TASK STATEMENT. Arrange every line of the records below as a JSON list of strings, one string per line, with blank lines skipped. Leave the pictures out.

GIVEN INFORMATION.
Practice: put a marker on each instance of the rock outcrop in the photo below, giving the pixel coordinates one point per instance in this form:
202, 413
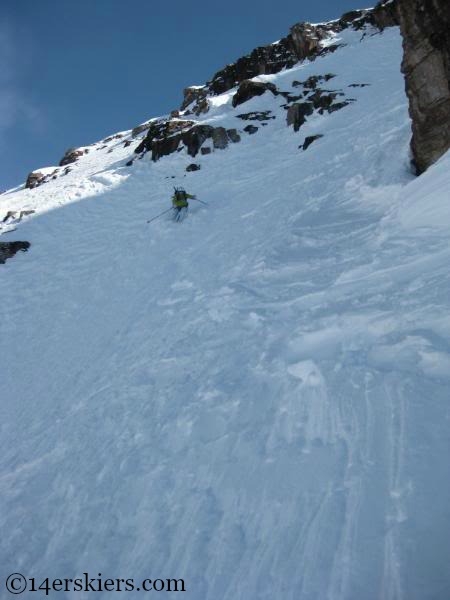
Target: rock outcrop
303, 42
9, 249
72, 155
34, 179
425, 26
168, 136
249, 89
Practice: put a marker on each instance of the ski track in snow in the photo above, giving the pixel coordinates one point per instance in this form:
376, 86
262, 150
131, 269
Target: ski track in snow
255, 400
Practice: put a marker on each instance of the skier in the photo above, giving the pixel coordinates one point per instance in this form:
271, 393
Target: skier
180, 203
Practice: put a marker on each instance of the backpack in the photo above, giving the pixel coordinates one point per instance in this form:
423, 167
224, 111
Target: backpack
180, 195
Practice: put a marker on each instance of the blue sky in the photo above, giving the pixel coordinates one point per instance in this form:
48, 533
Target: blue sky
74, 71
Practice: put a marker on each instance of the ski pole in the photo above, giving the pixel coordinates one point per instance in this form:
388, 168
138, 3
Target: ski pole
160, 215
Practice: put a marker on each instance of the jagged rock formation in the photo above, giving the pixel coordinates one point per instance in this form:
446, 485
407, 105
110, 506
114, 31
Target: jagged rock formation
303, 42
249, 89
73, 154
168, 136
425, 26
9, 249
309, 140
37, 178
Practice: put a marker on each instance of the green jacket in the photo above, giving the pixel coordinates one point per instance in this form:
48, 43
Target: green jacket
181, 201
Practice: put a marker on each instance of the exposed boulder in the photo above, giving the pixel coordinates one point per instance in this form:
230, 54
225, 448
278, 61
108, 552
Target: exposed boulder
305, 39
168, 136
34, 179
251, 129
233, 136
220, 138
9, 249
425, 26
141, 128
309, 140
72, 155
297, 114
249, 89
195, 100
312, 82
384, 15
160, 131
265, 115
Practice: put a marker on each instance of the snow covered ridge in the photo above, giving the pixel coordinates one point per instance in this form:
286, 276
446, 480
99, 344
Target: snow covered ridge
255, 400
305, 41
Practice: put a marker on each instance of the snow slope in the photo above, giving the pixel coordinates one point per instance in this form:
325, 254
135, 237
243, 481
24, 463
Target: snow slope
256, 400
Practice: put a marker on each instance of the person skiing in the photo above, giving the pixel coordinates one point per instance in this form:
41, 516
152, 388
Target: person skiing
180, 202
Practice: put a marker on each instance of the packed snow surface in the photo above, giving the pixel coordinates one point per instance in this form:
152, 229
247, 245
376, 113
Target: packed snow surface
255, 400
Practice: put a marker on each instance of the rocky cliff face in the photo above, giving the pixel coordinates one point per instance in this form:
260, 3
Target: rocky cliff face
425, 26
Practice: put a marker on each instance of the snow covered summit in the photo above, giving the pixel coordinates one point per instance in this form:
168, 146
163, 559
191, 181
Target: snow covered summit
254, 400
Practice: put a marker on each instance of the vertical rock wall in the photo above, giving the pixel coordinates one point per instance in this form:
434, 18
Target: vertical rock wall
425, 26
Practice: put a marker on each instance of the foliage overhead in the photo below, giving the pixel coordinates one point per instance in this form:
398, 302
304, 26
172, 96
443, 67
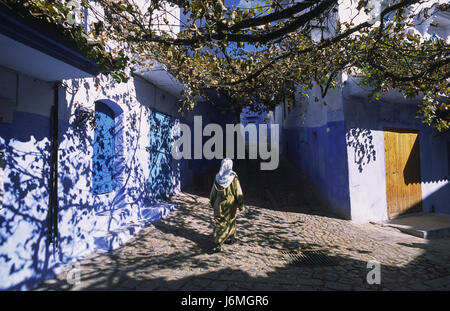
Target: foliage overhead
262, 51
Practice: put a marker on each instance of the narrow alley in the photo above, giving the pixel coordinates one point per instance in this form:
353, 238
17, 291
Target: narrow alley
284, 218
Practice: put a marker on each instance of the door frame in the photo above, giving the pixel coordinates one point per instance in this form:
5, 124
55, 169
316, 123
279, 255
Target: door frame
402, 130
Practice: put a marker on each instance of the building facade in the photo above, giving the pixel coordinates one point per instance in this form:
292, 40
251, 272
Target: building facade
85, 161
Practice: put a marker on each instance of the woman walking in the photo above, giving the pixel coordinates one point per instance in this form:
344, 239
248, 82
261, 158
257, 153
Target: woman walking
225, 198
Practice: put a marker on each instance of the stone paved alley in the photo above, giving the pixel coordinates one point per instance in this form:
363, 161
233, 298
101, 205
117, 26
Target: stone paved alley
283, 215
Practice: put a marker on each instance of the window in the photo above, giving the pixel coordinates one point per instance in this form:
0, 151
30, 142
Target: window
103, 161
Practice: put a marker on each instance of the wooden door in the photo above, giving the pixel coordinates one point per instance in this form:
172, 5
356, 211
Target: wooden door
403, 182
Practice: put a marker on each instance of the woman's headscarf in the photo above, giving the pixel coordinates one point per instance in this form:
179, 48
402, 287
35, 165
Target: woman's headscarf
226, 174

SOLVED PROBLEM.
[
  "Practice: put a marker on each instance of the rock outcrop in the photo below, giving the pixel coordinates one point per instance in this form:",
  "202, 413",
  "Target: rock outcrop",
  "303, 42",
  "9, 249",
  "72, 155",
  "34, 179",
  "425, 26",
  "168, 136",
  "249, 89",
  "Practice: put a marker on each instance of the ski track in snow in the photo above, giving the pixel coordinates one point per instance in this form:",
  "376, 86",
  "262, 150",
  "131, 269",
  "Target: ski track in snow",
  "255, 400",
  "Practice: put a marker on each instance of the skier in the photo above, giving the pixel coordinates one point per instance in this form:",
  "271, 393",
  "Target: skier",
  "180, 203",
  "Practice: put a marker on each instance of the backpack in the photo above, giving the pixel coordinates one point per instance in this form:",
  "423, 167",
  "224, 111",
  "Target: backpack",
  "180, 195",
  "Practice: put a marker on each instance of the blue sky in the photo above, giving the pixel coordinates one point per instance in this form:",
  "48, 533",
  "Target: blue sky",
  "74, 71",
  "Practice: put a marker on each instance of the ski pole in the photo above, giving the pixel coordinates one point per instance in this form:",
  "388, 168",
  "138, 3",
  "Target: ski pole",
  "160, 215",
  "Practice: put a marker on each instance of the jagged rock formation in the photo above, giving the pixel coordinates one point per instance in this form:",
  "446, 485",
  "407, 105",
  "110, 506",
  "114, 31",
  "Target: jagged rock formation",
  "303, 42",
  "249, 89",
  "73, 154",
  "168, 136",
  "425, 26",
  "9, 249",
  "309, 140",
  "37, 178",
  "Practice: put a marker on each instance of the green jacket in the photo above, giving the pixel coordinates one point per instance in this form:",
  "48, 43",
  "Target: green jacket",
  "181, 201",
  "Practice: put a marker on each instance of the exposed boulder in the photo above, giving the pixel coordinates one point per instance in this form:",
  "230, 54",
  "225, 448",
  "278, 61",
  "108, 552",
  "Target: exposed boulder",
  "305, 39",
  "168, 136",
  "34, 179",
  "251, 129",
  "233, 136",
  "220, 138",
  "9, 249",
  "425, 26",
  "141, 128",
  "309, 140",
  "72, 155",
  "297, 114",
  "249, 89",
  "195, 100",
  "312, 82",
  "384, 15",
  "160, 131",
  "265, 115",
  "Practice: put a marker on each instance of the snow covered ridge in the photo above, giving the pixel coordinates one point per instance in this form:",
  "286, 276",
  "446, 480",
  "99, 344",
  "Target: snow covered ridge",
  "255, 400",
  "305, 41",
  "Practice: put a marker on each instance of the snow slope in the photo above, giving the pixel coordinates one point per instance in this form:",
  "325, 254",
  "135, 237",
  "243, 481",
  "24, 463",
  "Target: snow slope",
  "256, 400",
  "Practice: put a marker on each instance of the person skiing in the photo above, giving the pixel coordinates one point per instance in this form:",
  "41, 516",
  "152, 388",
  "Target: person skiing",
  "180, 202",
  "Practice: put a marker on each instance of the packed snow surface in the photo above, giving the pixel coordinates one point per instance in this form:",
  "152, 229",
  "247, 245",
  "376, 113",
  "Target: packed snow surface",
  "255, 400",
  "Practice: put a marker on each instance of the rocky cliff face in the photo above, giving the pixel coordinates one point per instance in this form:",
  "260, 3",
  "Target: rocky cliff face",
  "425, 26",
  "Practice: put a marker on each instance of the snow covered summit in the photo above, giving the pixel coordinates one point per instance in this form:",
  "168, 146",
  "163, 559",
  "191, 181",
  "Target: snow covered summit",
  "254, 400",
  "Practice: put a marker on each instance of the vertical rock wall in the photo above, giving the pixel coordinates one point per instance in this form:",
  "434, 18",
  "Target: vertical rock wall",
  "425, 26",
  "Practice: put a marker on each instance of the foliage overhead in the photo below, giving the pixel coordinates one point per instance in this form:",
  "398, 302",
  "304, 26",
  "172, 96",
  "443, 67",
  "Target: foliage overhead",
  "262, 51",
  "Practice: put a marker on each instance of the narrow alley in the photo above, giving the pixel coordinates one point per instance in this form:",
  "353, 238",
  "17, 291",
  "Target: narrow alley",
  "284, 218",
  "Practice: put a marker on each instance of the door frame in the photo above, giving the pixel coordinates one point per instance in this form:",
  "5, 124",
  "55, 169",
  "316, 123",
  "279, 255",
  "Target: door frame",
  "402, 130",
  "Practice: put a marker on each instance of the building facade in the photo above, giving the pixel coordinates one point per instance in this form:",
  "292, 40",
  "251, 272",
  "Target: building facade",
  "85, 161",
  "Practice: put a marker on each instance of the woman walking in the photo above, giving the pixel coordinates one point per instance in this form:",
  "344, 239",
  "248, 82",
  "261, 158",
  "257, 153",
  "Target: woman walking",
  "225, 198",
  "Practice: put a marker on each instance of the stone paved alley in the photo above, giving the pixel coordinates one point per instance in this form:",
  "363, 161",
  "233, 298",
  "101, 205",
  "117, 26",
  "Target: stone paved alley",
  "283, 215",
  "Practice: put a marker on each instance of the window in the photo above, giving the pixel coordinates one point per instance in this form:",
  "0, 151",
  "30, 142",
  "Target: window",
  "103, 161",
  "Practice: put a marker on each instance of the wooden door in the photo above, giving the pixel coordinates one point per instance in this form:",
  "172, 5",
  "356, 211",
  "Target: wooden door",
  "403, 182",
  "Practice: put a marker on each instance of the woman's headscarf in the photo above, giving the pixel coordinates one point per instance in this form:",
  "179, 48",
  "402, 287",
  "35, 165",
  "Target: woman's headscarf",
  "226, 174"
]